About this exercise
No pictures should appear in the copy; otherwise retype the entries exactly.

Referring expression data:
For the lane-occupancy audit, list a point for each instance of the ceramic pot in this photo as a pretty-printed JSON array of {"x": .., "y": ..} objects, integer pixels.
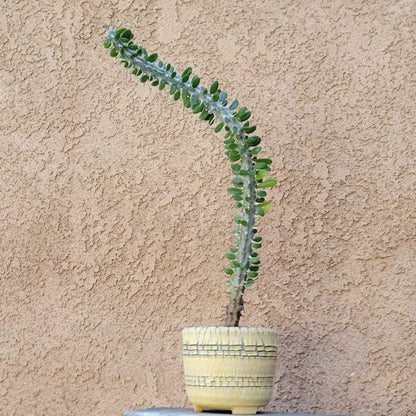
[{"x": 229, "y": 368}]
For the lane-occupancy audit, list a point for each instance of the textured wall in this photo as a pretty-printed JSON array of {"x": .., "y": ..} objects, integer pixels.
[{"x": 114, "y": 215}]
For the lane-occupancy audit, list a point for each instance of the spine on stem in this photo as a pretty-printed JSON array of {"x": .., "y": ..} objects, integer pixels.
[{"x": 242, "y": 148}]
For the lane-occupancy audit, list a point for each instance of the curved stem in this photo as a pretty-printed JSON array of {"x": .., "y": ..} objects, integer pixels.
[{"x": 212, "y": 108}]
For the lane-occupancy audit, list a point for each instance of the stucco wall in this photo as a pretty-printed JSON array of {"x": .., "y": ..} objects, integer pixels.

Answer box
For the lane-occupancy audit, list a point for each instance of the ceramic pot in this photo as a pretty-printed JSON array of {"x": .., "y": ..} objects, integer pixels.
[{"x": 229, "y": 368}]
For the lane-occupancy audit, list a point for each instance of the textured wall in this photo as a pretty-printed JSON array of {"x": .., "y": ..} objects, integer pixels.
[{"x": 114, "y": 215}]
For the lane-occupancy audit, list a point for each instance of the spine on stem in this photo as a pretty-printed JSON array of {"x": .., "y": ..} objects, integer pixels.
[{"x": 242, "y": 148}]
For the lane-occupancy audit, list a point for each instance of the curved stem in this photo as a pretty-printed JSON array of {"x": .., "y": ..} objects, integer pixels.
[{"x": 212, "y": 108}]
For the lane-occupancy audit, list a point for each instance of the stucco wall in this photo as a pretty-printed JSON array of {"x": .., "y": ..} objects, integer pixels.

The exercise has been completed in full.